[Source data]

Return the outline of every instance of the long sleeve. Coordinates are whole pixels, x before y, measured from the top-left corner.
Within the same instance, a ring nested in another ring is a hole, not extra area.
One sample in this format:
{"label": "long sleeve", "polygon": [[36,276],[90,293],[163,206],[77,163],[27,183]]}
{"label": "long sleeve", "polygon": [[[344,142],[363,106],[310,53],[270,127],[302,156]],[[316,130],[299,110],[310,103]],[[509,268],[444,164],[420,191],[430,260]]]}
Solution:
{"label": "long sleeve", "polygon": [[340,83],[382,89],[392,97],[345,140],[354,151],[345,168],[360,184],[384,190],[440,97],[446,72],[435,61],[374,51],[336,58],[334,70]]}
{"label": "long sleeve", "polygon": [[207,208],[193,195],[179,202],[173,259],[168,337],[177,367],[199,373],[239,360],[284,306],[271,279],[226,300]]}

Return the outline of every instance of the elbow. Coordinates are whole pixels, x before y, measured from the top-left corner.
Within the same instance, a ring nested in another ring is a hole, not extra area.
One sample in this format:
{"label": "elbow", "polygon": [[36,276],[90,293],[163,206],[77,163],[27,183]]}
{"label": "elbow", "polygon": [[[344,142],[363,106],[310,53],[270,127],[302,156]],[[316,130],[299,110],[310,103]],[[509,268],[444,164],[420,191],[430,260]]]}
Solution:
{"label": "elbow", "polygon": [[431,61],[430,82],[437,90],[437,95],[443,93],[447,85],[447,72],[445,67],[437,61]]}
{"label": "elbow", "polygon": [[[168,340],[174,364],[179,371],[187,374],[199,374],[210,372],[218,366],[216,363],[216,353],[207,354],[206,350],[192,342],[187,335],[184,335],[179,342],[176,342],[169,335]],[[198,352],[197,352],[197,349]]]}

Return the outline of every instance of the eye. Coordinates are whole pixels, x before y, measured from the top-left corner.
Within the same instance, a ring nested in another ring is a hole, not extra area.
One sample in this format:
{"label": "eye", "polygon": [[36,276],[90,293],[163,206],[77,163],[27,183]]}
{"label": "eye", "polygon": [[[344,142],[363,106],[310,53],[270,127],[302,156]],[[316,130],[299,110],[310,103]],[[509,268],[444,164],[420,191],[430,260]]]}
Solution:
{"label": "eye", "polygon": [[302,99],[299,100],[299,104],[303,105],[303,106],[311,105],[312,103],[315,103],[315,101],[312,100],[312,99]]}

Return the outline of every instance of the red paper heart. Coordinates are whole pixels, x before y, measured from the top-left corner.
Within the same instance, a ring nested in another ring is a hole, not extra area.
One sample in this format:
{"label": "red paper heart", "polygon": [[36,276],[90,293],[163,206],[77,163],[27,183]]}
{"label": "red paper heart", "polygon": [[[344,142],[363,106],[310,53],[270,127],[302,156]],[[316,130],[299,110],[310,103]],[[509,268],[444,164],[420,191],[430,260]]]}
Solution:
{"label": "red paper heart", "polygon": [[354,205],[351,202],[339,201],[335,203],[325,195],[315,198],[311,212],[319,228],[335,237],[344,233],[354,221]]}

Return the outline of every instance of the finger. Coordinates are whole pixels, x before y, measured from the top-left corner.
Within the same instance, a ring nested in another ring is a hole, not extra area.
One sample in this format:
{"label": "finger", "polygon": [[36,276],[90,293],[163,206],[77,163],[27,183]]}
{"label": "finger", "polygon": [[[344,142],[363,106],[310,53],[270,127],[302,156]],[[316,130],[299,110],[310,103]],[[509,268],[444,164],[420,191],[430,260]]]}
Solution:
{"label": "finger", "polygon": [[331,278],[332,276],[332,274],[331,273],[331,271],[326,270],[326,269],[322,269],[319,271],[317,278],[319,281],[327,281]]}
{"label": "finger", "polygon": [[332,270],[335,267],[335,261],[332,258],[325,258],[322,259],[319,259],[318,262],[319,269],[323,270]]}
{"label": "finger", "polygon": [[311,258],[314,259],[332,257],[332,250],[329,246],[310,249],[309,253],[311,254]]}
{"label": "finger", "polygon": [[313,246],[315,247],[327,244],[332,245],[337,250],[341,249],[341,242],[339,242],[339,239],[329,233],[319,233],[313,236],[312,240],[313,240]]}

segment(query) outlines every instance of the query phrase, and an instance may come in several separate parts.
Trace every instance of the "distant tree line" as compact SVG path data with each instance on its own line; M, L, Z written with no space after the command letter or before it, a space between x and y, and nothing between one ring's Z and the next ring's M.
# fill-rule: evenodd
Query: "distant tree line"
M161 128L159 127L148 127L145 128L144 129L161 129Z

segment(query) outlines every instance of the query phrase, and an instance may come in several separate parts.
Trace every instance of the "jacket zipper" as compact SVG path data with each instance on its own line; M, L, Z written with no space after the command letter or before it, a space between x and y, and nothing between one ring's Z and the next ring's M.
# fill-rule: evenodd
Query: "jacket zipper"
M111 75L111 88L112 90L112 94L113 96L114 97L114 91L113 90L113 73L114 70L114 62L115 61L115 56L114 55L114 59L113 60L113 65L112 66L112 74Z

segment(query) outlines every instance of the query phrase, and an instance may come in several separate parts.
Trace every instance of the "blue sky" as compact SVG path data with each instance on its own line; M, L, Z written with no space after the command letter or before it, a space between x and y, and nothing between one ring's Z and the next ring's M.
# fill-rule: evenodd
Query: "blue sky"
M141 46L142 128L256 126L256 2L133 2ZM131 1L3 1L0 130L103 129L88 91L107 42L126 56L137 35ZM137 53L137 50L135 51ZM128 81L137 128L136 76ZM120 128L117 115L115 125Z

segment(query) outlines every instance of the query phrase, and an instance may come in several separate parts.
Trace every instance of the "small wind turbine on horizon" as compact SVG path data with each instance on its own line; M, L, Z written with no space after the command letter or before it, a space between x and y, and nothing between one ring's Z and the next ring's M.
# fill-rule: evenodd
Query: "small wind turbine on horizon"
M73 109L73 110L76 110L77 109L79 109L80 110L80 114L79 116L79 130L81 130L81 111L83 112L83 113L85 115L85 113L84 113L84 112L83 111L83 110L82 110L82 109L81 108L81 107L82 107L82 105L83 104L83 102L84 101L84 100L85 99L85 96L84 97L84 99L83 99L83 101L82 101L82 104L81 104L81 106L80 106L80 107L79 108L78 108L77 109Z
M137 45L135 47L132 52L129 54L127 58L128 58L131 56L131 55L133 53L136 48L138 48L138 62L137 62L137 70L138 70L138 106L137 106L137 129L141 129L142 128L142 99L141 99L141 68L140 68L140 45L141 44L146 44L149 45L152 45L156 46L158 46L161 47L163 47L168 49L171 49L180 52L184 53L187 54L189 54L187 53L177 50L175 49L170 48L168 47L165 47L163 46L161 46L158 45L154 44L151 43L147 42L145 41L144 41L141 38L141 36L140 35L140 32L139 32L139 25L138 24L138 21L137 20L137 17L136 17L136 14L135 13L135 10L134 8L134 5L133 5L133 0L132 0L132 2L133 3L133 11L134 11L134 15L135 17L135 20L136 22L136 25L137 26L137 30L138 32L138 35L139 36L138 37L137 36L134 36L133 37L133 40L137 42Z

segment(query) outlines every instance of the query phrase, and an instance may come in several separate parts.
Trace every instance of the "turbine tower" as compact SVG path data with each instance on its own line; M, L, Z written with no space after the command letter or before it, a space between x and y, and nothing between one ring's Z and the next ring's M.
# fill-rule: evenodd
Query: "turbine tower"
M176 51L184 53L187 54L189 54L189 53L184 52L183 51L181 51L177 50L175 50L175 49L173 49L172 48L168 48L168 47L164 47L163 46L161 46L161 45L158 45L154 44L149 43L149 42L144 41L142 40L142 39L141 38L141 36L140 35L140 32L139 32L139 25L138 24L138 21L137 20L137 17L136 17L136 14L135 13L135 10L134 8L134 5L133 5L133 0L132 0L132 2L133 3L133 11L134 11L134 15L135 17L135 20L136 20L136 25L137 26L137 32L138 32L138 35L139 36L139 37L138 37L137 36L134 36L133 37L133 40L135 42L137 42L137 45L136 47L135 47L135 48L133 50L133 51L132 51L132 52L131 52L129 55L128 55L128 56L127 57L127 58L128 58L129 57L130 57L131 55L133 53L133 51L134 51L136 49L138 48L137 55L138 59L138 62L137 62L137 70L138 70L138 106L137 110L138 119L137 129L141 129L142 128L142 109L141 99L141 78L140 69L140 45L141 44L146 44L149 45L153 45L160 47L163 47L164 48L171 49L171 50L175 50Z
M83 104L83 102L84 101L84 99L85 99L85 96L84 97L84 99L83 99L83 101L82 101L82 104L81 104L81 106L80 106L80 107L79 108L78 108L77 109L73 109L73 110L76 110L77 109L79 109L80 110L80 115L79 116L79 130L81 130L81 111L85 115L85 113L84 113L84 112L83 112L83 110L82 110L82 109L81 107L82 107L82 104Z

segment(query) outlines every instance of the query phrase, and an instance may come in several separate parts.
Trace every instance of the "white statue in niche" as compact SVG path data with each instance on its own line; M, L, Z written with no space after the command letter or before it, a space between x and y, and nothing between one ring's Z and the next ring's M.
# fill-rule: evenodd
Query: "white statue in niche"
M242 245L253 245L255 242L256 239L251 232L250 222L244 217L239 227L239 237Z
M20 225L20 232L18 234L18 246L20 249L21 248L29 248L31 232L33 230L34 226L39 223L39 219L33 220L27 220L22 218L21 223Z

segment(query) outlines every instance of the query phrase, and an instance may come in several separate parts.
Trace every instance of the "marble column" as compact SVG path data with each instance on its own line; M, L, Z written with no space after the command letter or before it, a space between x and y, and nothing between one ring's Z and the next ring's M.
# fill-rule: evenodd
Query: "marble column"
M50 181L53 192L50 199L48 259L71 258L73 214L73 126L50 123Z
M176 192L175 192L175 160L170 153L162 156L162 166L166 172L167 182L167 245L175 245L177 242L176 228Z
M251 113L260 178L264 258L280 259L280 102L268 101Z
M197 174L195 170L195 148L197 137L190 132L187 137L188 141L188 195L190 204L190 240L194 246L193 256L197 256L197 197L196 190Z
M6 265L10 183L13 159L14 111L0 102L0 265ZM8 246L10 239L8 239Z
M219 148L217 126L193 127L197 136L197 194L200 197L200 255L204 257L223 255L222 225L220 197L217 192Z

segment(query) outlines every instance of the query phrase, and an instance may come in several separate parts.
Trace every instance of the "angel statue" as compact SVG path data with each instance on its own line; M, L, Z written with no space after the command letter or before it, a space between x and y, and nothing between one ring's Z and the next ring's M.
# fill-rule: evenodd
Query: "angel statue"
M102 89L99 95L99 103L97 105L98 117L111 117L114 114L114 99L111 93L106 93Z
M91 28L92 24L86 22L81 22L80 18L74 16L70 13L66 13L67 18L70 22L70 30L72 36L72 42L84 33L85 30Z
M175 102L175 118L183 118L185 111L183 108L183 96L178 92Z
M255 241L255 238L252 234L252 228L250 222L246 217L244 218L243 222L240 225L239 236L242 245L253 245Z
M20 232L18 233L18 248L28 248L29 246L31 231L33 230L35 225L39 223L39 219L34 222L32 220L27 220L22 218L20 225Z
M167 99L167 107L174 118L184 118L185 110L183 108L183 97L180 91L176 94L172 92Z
==
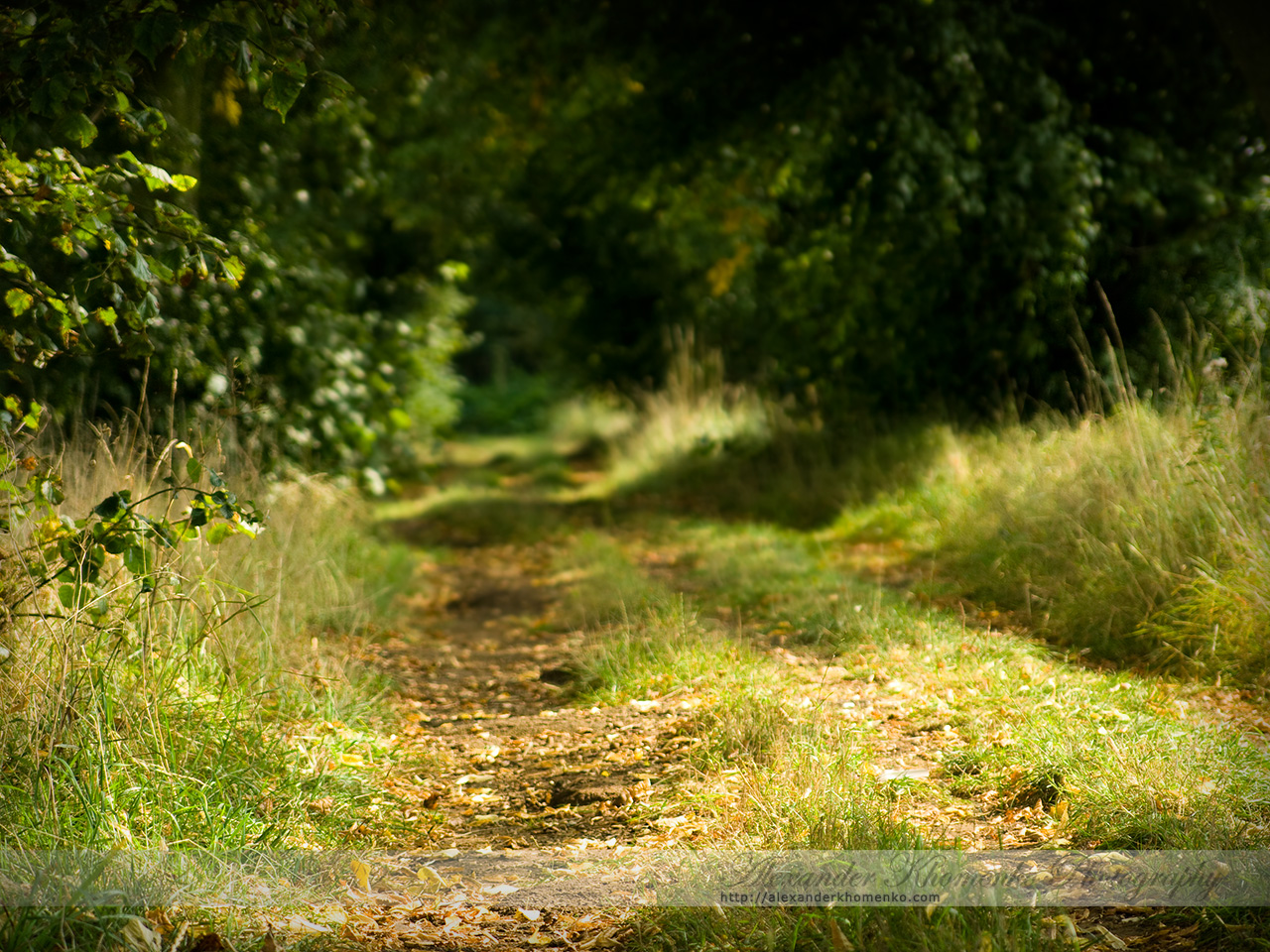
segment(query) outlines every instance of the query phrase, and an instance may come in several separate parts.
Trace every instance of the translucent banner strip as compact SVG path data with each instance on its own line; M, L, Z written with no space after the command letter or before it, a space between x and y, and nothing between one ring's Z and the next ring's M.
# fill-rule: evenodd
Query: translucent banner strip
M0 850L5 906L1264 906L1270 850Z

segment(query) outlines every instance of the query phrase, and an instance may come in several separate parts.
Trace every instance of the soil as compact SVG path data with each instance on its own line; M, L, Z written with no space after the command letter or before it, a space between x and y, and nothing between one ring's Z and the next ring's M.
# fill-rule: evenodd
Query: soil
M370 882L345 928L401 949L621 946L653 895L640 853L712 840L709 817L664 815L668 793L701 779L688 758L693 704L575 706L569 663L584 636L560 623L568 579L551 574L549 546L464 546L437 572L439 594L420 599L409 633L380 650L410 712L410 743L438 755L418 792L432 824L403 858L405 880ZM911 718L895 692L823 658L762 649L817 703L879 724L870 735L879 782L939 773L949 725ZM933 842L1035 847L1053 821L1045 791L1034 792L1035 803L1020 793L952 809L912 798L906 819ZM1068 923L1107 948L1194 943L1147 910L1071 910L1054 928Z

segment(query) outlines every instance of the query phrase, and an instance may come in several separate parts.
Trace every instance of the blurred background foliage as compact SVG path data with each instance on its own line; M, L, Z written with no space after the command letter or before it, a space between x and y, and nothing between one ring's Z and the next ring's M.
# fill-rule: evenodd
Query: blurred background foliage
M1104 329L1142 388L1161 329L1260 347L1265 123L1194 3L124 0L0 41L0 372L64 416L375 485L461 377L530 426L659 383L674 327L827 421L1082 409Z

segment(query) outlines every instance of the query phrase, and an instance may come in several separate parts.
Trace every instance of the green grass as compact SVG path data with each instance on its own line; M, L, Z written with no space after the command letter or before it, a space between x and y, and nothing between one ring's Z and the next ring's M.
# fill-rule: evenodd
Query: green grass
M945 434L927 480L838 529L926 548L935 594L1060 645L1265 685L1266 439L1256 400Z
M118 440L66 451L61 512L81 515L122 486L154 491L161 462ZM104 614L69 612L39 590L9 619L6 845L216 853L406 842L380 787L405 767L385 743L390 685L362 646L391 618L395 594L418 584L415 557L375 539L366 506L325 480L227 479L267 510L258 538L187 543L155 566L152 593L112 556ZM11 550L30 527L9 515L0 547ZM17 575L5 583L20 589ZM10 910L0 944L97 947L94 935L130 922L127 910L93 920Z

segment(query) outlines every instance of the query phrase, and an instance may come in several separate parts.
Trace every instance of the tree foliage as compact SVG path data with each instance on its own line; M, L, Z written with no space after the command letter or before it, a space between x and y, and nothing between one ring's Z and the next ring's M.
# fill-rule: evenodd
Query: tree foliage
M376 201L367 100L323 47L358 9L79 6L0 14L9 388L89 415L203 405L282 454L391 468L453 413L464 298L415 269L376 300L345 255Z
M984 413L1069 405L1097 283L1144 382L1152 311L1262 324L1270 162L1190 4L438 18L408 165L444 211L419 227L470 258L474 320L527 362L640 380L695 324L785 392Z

TASK OBJECTIVE:
Count the lines in the entries above that contain the string "banner", matching case exactly. Reply with the number alone.

ANSWER TO THIS EXERCISE:
2